_TEXT TO READ_.
━━━━━━━━━━━━━━━━━━━━━━━━━━━━━━
Boto Mturk Tutorial: Create hits

This tutorial will be the first of many about mturk and Boto, a python interface to Amazon Web Services .
When I started to develop python tasks for automate some process by using amazon mturk was a little bit difficult found enough information about the usage of Boto and about mturk, for this reason I want to make those things easy for others developers that, like me some time ago, are starting to deal with Amazon Mturk.
Let’s start from the origins what you need is:

Boto library (2.0b4): you can install it with easy_install or download the package from the github page.
Amazon Web Services keys: create an account or login if you already have one on aws.amazon.com, after that go to you account admin panel and than security settings.
In the page scroll to the section Access credentials and keep note of the Access Key ID and Secret Access Key.

We are almost ready for use this keys with Boto but before that we have to login with the aws account on https://requestersandbox.mturk.com/ for create the Mturk Sandbox account.

Ok, now we can start to write some code for test if our keys work and if we can connect to the Mturk engine.
Below there is the code for connect to the mturk api and get the account balance.

from boto.mturk.connection import MTurkConnection

ACCESS_ID ='your access key'
SECRET_KEY = 'your secret key'
HOST = 'mechanicalturk.sandbox.amazonaws.com'

mtc = MTurkConnection(aws_access_key_id=ACCESS_ID,
                      aws_secret_access_key=SECRET_KEY,
                      host=HOST)

print mtc.get_account_balance()

The expected result is a list with one value, normally $10,000.00 (I never see numbers like this on my bank account :-( )

If everything works fine we can start to create an mturk HIT.
Basically an HIT is a question, or a collection of questions. I strongly suggest you to read the HIT Data Structure before continue with this tutorial.

Let’s start to create our first HIT with 2 questions:
1 mandatory with choices and another one not mandatory with a free text answer.

from boto.mturk.connection import MTurkConnection
from boto.mturk.question import QuestionContent,Question,QuestionForm,
Overview,AnswerSpecification,SelectionAnswer,FormattedContent,FreeTextAnswer

ACCESS_ID ='your acces key'
SECRET_KEY = 'your secret key'
HOST = 'mechanicalturk.sandbox.amazonaws.com'

mtc = MTurkConnection(aws_access_key_id=ACCESS_ID,
                      aws_secret_access_key=SECRET_KEY,
                      host=HOST)

title = 'Give your opinion about a website'
description = ('Visit a website and give us your opinion about'
               ' the design and also some personal comments')
━━━━━━━━━━━━━━━━━━━━━━━━━━━━━━
_GIVEN DATA_.
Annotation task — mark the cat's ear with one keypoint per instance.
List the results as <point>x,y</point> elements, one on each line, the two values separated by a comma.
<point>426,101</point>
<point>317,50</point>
━━━━━━━━━━━━━━━━━━━━━━━━━━━━━━
_REQUESTS_.
**a)** Reproduce the part of the Boto tutorial that opens with the words containing "If everything works" and closes with "with this tutorial.".
**b)** List the keyword arguments that the Boto tutorial passes to MTurkConnection.
**c)** Write what comes next in the Boto tutorial, starting from the point where it stops.
The listing is not needed for anything here.

_RESULTS FOR THE EXERCISE_.
**a)**
If everything works fine we can start to create an mturk HIT.
Basically an HIT is a question, or a collection of questions. I strongly suggest you to read the HIT Data Structure before continue with this tutorial.

**b)** aws_access_key_id, aws_secret_access_key, host

**c)**
keywords = 'website, rating, opinions'

ratings =[('Very Bad','-2'),
         ('Bad','-1'),
         ('Not bad','0'),
         ('Good','1'),
         ('Very Good','1')]

#---------------  BUILD OVERVIEW -------------------

overview = Overview()
overview.append_field('Title', 'Give your opinion on this website')
overview.append(FormattedContent('<a target="_blank"'
                                 ' href="http://www.toforge.com">'
                                 ' Mauro Rocco Personal Forge</a>'))

#---------------  BUILD QUESTION 1 -------------------

qc1 = QuestionContent()
qc1.append_field('Title','How looks the design ?')

fta1 = SelectionAnswer(min=1, max=1,style='dropdown',
                      selections=ratings,
                      type='text',
                      other=False)

q1 = Question(identifier='design',
              content=qc1,
              answer_spec=AnswerSpecification(fta1),
              is_required=True)

#---------------  BUILD QUESTION 2 -------------------

qc2 = QuestionContent()
qc2.append_field('Title','Your personal comments')

fta2 = FreeTextAnswer()

q2 = Question(identifier="comments",
              content=qc2,
              answer_spec=AnswerSpecification(fta2))

#--------------- BUILD THE QUESTION FORM -------------------

question_form = QuestionForm()
question_form.append(overview)
question_form.append(q1)
question_form.append(q2)

#--------------- CREATE THE HIT -------------------

mtc.create_hit(questions=question_form,
               max_assignments=1,
               title=title,
               description=description,
               keywords=keywords,
               duration = 60*5,
               reward=0.05)

If you don’t see any output everything worked well, for be sure navigate to https://workersandbox.mturk.com/ and see if your hit is in the list (can take some time to appear, you can also check on the requester sandbox admin panel).
The code is very clear and self explained but I will give you anyway some description with links to the Boto DOCS.

Overview: The overview is a free content of the question form, this means that can be everything (binary content, an html content, ex.), remember that it isn’t a “question object” is just an arbitrary content, in my example is a link to the website.
http://boto.cloudhackers.com/ref/mturk.html#boto.mturk.question.Overview

Question: The question is mainly made by the AnswerSpecification object, that specify which kind of answer have to be rendered for the question and by the QuestionContent object. The content can be, like for the Overview, a text, a binary content, an html content, ex.
http://boto.cloudhackers.com/ref/mturk.html#boto.mturk.question.Question
http://boto.cloudhackers.com/ref/mturk.html#boto.mturk.question.AnswerSpecification
http://boto.cloudhackers.com/ref/mturk.html#boto.mturk.question.QuestionContent

QuestionForm: This is the container for all your questions and overviews, basically is an extension of a python standard list.
http://boto.cloudhackers.com/ref/mturk.html#boto.mturk.question.QuestionForm

create_hit method: This is the method for create an hits, for see which parameters it accepts take a look to the docs.
A little suggestion, the question and questions parameters are different, the first one accept a Question object if you want to create a hit with just a question, the second one accept a QuestionForm.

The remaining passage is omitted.